━━━ EXTRACTED ENTRIES ━━━

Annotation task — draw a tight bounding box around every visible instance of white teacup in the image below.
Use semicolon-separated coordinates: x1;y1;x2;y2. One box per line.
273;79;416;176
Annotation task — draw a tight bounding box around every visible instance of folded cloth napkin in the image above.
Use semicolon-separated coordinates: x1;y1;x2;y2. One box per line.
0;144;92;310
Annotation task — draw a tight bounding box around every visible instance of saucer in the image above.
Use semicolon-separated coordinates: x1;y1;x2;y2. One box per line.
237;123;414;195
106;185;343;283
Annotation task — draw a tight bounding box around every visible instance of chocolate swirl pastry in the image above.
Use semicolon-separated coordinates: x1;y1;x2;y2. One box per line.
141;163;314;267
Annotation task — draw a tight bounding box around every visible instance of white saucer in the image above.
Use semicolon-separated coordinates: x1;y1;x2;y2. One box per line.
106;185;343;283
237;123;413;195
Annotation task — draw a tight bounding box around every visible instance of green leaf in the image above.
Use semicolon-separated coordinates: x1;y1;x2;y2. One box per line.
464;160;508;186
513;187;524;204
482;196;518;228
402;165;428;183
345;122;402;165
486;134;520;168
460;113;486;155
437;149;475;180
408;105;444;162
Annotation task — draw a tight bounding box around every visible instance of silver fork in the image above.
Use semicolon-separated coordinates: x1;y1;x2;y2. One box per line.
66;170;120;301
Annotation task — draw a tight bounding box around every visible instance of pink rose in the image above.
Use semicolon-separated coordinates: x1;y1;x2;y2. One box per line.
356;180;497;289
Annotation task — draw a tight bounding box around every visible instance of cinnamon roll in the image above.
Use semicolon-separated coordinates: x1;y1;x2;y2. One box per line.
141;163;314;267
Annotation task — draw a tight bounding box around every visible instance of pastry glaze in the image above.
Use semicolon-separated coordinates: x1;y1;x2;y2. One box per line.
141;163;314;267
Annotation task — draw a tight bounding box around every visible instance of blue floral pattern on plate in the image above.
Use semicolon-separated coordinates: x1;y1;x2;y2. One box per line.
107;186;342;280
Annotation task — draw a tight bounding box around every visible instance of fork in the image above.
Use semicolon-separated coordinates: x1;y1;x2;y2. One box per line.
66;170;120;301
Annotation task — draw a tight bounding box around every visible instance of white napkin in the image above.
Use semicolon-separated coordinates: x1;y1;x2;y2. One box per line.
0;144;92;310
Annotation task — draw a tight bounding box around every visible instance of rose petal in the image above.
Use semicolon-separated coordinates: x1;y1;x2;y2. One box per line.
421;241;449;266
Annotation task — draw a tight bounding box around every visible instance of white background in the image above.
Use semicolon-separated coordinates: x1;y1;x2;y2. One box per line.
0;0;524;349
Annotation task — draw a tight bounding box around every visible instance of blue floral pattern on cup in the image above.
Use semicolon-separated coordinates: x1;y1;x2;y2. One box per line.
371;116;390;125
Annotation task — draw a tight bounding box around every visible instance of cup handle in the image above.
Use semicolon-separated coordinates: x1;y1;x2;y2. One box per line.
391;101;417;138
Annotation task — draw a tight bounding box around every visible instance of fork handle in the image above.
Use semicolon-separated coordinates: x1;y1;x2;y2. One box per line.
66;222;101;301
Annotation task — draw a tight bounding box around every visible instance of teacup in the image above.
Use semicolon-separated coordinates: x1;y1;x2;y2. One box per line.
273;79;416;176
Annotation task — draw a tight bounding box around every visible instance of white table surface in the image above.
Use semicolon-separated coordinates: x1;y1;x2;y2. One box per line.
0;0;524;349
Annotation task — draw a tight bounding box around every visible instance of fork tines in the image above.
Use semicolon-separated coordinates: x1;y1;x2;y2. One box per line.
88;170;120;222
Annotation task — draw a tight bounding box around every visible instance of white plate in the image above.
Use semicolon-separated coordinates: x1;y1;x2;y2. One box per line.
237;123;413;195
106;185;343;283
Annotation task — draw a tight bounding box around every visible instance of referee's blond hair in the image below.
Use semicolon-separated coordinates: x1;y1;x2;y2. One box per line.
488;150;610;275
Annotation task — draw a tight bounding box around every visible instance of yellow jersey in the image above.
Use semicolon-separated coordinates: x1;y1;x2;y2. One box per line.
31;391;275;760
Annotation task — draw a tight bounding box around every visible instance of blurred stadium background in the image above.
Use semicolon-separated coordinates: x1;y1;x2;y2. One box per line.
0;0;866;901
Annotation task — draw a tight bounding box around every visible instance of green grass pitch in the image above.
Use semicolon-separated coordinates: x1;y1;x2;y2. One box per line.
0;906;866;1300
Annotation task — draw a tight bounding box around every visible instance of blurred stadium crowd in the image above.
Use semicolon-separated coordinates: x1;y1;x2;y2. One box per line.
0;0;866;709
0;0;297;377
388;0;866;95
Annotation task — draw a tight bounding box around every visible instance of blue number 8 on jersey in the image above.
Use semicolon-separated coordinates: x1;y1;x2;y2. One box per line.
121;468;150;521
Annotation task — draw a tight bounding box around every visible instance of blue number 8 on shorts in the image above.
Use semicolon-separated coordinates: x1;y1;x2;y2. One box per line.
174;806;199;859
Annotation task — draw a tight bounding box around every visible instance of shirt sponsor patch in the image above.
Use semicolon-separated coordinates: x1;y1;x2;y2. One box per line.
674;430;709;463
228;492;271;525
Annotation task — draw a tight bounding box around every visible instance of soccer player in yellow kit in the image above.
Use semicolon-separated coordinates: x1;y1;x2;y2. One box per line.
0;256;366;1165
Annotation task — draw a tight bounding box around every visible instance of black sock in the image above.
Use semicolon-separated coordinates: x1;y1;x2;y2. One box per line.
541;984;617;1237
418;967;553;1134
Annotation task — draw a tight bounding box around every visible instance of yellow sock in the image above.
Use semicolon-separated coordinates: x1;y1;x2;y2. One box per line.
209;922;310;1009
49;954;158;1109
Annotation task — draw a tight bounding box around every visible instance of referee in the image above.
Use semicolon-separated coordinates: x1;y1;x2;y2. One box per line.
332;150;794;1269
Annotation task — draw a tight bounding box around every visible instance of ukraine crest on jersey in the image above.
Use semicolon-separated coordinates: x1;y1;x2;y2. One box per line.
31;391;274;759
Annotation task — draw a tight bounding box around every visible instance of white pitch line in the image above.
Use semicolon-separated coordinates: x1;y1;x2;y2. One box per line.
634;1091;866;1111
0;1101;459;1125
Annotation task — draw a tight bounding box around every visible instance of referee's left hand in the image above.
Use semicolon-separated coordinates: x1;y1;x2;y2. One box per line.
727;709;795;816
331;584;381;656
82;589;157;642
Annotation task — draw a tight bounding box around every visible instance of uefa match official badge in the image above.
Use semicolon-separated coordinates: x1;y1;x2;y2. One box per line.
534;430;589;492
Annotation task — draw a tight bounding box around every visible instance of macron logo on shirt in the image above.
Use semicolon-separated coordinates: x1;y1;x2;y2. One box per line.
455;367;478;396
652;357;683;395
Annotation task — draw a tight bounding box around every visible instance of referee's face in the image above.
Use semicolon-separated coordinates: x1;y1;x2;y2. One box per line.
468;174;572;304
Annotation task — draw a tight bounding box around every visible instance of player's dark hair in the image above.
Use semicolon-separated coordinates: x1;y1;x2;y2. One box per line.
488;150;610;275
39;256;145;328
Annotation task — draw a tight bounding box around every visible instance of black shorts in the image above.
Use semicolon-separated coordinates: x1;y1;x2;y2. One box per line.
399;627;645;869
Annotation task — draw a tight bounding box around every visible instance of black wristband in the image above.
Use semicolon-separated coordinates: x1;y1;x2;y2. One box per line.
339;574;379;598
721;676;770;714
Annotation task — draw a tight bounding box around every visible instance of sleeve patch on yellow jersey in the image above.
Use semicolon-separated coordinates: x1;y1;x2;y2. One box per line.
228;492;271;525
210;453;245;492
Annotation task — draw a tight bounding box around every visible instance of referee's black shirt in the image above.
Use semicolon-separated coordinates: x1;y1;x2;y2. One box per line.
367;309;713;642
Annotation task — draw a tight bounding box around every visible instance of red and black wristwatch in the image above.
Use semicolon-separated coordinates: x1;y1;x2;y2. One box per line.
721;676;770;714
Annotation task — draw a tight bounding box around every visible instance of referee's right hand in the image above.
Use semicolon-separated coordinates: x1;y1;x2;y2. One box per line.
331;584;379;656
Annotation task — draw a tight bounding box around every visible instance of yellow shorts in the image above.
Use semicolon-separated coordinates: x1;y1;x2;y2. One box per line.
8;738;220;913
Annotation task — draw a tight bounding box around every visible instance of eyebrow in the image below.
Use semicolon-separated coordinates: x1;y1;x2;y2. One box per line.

━━━

Reproduce verbatim the lines of the records from the line containing "badge in the image above." through the line containing "468;174;572;304", including both of those lines.

FULL RESPONSE →
Annotation task — draw a tight bounding box around every visible instance of uefa match official badge in the image above.
Use semicolon-separated coordinates: x1;y1;x2;y2. One box per line.
534;430;589;492
Annotation task — draw a tight bounding box around every visible instance of macron logo on shirt in the image above.
Use semicolon-separated coordinates: x1;y1;x2;y2. One box per line.
455;367;478;396
652;357;683;395
Annotation task — draw a tight bounding box around every visible instance of referee's face in the image above.
Use semicolon-separated coordinates: x1;y1;x2;y2. One box per line.
468;174;572;304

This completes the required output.